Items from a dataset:

- Opening Delimiter -

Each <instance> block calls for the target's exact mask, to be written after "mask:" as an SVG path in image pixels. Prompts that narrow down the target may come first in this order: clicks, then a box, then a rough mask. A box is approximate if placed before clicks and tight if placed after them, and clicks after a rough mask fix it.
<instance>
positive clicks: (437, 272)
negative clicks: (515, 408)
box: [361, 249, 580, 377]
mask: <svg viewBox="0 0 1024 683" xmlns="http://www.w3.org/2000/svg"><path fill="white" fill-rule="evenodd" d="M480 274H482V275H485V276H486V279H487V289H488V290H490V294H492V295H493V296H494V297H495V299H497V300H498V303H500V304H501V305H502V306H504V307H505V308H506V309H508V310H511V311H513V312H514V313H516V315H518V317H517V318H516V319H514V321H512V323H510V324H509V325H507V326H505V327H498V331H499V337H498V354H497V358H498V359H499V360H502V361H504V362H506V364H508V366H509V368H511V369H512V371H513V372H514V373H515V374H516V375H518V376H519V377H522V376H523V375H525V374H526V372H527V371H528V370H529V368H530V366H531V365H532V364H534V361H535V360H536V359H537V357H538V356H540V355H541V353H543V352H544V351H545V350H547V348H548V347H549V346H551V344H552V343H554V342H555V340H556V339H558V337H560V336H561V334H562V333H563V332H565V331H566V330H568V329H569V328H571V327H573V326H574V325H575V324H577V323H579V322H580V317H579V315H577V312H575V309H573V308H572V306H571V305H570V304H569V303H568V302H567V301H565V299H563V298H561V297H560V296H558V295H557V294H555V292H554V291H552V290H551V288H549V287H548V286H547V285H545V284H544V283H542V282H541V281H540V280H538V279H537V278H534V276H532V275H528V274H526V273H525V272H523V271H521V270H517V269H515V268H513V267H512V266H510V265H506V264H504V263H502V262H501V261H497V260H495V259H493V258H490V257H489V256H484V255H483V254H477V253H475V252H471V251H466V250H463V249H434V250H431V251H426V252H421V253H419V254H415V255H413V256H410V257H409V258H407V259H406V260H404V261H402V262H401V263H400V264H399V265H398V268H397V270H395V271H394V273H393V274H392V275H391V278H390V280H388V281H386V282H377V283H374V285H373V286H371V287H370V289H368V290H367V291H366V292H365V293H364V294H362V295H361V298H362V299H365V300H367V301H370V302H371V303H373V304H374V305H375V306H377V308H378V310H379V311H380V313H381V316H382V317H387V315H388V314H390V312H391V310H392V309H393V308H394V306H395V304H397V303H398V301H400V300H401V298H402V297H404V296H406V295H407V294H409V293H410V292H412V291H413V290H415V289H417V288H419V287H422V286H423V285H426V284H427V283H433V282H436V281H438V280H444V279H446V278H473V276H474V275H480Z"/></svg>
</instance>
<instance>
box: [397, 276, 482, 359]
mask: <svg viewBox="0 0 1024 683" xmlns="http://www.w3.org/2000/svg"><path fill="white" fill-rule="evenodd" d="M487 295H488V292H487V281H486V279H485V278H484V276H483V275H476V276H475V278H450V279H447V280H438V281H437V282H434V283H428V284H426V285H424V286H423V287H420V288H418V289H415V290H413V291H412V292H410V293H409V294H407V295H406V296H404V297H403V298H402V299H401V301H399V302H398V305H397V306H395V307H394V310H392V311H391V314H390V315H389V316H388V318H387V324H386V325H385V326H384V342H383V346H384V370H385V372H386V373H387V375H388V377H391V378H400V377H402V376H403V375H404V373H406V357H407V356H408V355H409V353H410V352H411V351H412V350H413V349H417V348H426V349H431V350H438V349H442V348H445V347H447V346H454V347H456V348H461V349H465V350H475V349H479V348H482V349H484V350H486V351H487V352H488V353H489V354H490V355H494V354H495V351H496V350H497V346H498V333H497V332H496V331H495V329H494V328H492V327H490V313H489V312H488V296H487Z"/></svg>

- Closing Delimiter -

» Brief
When you answer, output each line of the data exactly as given, from its first line up to and including the one with "negative clicks: (515, 408)".

» Response
Each <instance> block calls for the target's exact mask, to be written after "mask:" as an SVG path in image pixels. Prompts that narrow down the target may come first in this order: clicks, then a box, then a rough mask. A box is approximate if placed before clicks and tight if placed after them, and clicks after a rough mask fix it.
<instance>
positive clicks: (437, 272)
negative clicks: (515, 408)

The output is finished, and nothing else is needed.